> _Material provided_
◆ ◆ ◆ ◆ ◆ ◆ ◆

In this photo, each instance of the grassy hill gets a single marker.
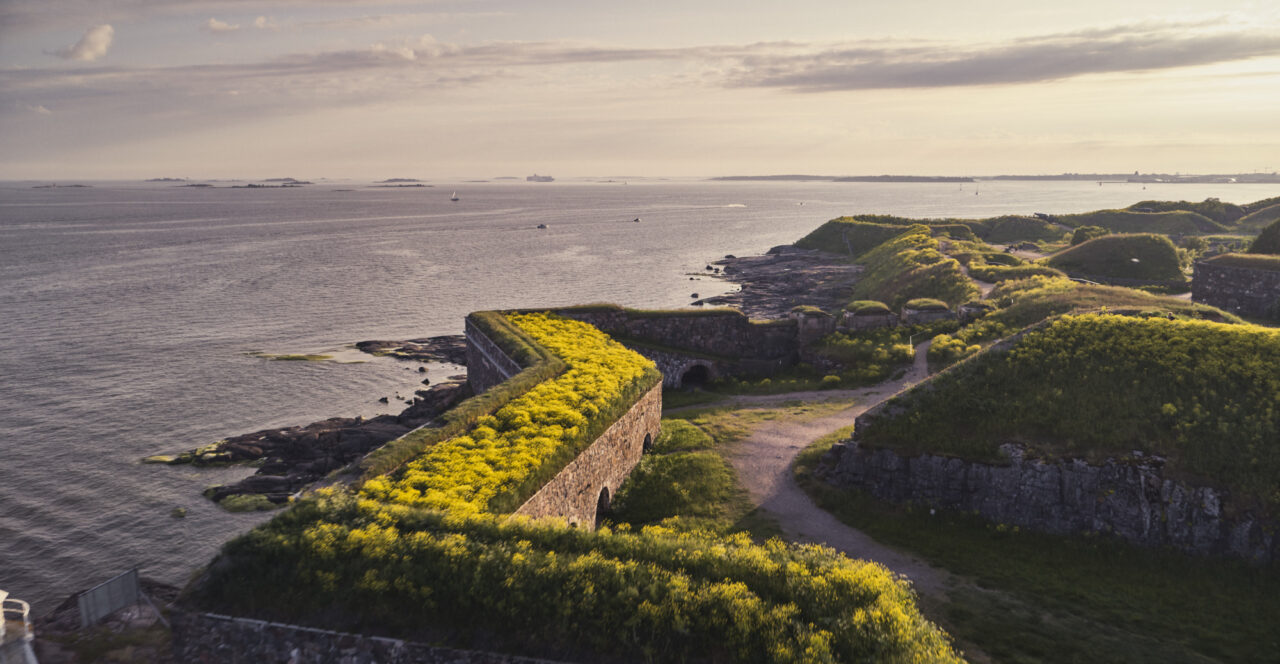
(1147, 257)
(1261, 219)
(1225, 214)
(910, 266)
(1175, 221)
(1206, 395)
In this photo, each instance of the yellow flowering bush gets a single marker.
(426, 552)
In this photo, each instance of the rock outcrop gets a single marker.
(1128, 497)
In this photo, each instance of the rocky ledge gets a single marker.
(449, 348)
(1129, 498)
(784, 278)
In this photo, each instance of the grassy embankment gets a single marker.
(1202, 394)
(1141, 257)
(428, 552)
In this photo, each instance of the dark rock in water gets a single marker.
(449, 348)
(297, 456)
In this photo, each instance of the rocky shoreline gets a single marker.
(785, 276)
(293, 457)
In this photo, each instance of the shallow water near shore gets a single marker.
(129, 314)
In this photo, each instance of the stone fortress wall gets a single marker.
(1242, 291)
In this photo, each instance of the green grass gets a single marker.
(1267, 241)
(1255, 261)
(1143, 257)
(1225, 214)
(1205, 395)
(1179, 221)
(1031, 598)
(910, 266)
(849, 236)
(1260, 219)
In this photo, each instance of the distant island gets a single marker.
(1136, 177)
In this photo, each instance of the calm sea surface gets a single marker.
(128, 311)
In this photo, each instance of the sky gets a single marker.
(455, 88)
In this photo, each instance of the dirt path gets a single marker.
(763, 463)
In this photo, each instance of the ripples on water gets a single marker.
(127, 312)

◆ ◆ ◆ ◆ ◆ ◆ ◆

> _Problem_
Reproduce only the part of the records that opens with the line containing "In this photo, each instance of the ripples" and runs through the end of the records, keeping the request line as it stands. Multiply every coordinate in the answers by 1.15 and round each result to a whole number, rounding halves up.

> _Correct response_
In this photo, each instance of the ripples on water gets a single marker.
(146, 359)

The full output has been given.